**Provided material:**
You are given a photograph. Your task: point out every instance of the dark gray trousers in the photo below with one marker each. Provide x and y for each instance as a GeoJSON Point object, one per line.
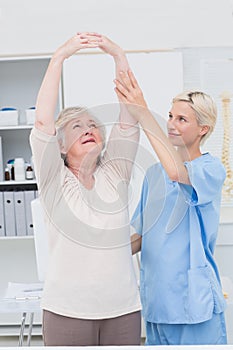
{"type": "Point", "coordinates": [66, 331]}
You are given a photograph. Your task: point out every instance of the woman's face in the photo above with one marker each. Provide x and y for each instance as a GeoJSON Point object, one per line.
{"type": "Point", "coordinates": [82, 137]}
{"type": "Point", "coordinates": [183, 128]}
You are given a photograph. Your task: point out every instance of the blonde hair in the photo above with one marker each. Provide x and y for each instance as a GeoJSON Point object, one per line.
{"type": "Point", "coordinates": [204, 107]}
{"type": "Point", "coordinates": [69, 113]}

**Exercise requirements:**
Output every record above word for word, omitting any pictures they contain.

**Answer box:**
You are given a photograph. Your task: point out every instance of the dark gray trousers in the photo below with one marker each. Provide x and y for each instance as a GeoJSON Point object, one per line.
{"type": "Point", "coordinates": [66, 331]}
You are given a photograph. Your task: point out every instance of the woman's face in the photo above with one marker each. Provide x and y for each instance as a GeoJSON Point object, one per line.
{"type": "Point", "coordinates": [82, 137]}
{"type": "Point", "coordinates": [183, 128]}
You are given a photograph. Your task: point out every instance of the blonde hair in the photo above with one marker each. Provide x and y for each instance as a GeoJSON Point object, one per line.
{"type": "Point", "coordinates": [204, 107]}
{"type": "Point", "coordinates": [69, 113]}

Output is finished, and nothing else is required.